### [Written instruction 1]
From the statement on the MPAC study, extract the passage that opens with the words containing "STATEMENT ON MPAC" and closes with "a wind turbine.".
### [Written instruction 2]
Name every organization that the statement on the MPAC study mentions.

### [Quoted passage]
>>

WCO: MPAC study a “self-serving” exercise

WIND CONCERNS ONTARIO

STATEMENT ON MPAC 2012 ASSESSMENT BASE YEAR STUDY: “IMPACT OF INDUSTRIAL WIND TURBINES ON RESIDENTIAL PROPERTY ASSESSMENT IN ONTARIO”

April 25, 2014
The Municipal Property Assessment Corporation or MPAC, the independent property assessment body which reports to the Ontario Ministry of Finance, released its long awaited report on the effect of industrial wind turbines on property assessment in Ontario in mid-April.
Anyone waiting for this report, which was more than a year late in coming, was disappointed: despite studies done by real estate appraisers in Ontario showing significant loss in value for properties near wind turbines, MPAC said it “cannot conclude any loss in price” due to proximity to a wind turbine.
Wind Concerns Ontario consulted with several individuals including real estate appraisers and finance professionals about the MPAC report.
“It’s just a self-serving, bureaucratic  exercise in mathematics done by MPAC for their government masters,” said Wind Concerns Ontario president Jane Wilson. “The study was done by assessors, not appraisers—this was not a real-world study using on-the-ground valuation techniques such as direct comparison to property sales.”

<<

### [Collection entries]
>>

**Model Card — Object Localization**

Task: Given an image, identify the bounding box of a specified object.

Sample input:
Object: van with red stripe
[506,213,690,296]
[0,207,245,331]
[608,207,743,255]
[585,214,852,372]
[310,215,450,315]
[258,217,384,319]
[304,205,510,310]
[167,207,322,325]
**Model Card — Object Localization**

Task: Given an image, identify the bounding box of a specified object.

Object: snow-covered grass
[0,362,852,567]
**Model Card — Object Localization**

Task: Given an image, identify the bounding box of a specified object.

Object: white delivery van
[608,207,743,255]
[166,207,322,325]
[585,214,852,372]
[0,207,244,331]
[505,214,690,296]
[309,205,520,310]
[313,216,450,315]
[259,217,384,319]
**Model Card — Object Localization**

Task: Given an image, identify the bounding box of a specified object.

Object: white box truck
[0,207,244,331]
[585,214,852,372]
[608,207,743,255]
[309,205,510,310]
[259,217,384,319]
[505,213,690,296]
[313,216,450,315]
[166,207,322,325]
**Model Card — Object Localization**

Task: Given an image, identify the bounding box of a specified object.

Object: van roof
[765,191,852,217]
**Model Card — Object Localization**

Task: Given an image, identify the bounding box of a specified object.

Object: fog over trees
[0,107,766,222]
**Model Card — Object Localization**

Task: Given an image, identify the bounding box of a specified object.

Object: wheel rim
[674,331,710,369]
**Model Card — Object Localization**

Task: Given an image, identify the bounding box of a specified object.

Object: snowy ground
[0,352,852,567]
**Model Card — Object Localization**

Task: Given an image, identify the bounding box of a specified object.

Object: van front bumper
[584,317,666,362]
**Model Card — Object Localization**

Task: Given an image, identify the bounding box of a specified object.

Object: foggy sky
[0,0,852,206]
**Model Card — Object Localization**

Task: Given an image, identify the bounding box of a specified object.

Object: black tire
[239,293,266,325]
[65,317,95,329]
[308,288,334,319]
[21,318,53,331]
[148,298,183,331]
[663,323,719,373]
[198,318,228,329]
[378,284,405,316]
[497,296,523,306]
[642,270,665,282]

<<

### [Correct response 1]
STATEMENT ON MPAC 2012 ASSESSMENT BASE YEAR STUDY: “IMPACT OF INDUSTRIAL WIND TURBINES ON RESIDENTIAL PROPERTY ASSESSMENT IN ONTARIO”

April 25, 2014
The Municipal Property Assessment Corporation or MPAC, the independent property assessment body which reports to the Ontario Ministry of Finance, released its long awaited report on the effect of industrial wind turbines on property assessment in Ontario in mid-April.
Anyone waiting for this report, which was more than a year late in coming, was disappointed: despite studies done by real estate appraisers in Ontario showing significant loss in value for properties near wind turbines, MPAC said it “cannot conclude any loss in price” due to proximity to a wind turbine.

### [Correct response 2]
Wind Concerns Ontario
Municipal Property Assessment Corporation (MPAC)
Ontario Ministry of Finance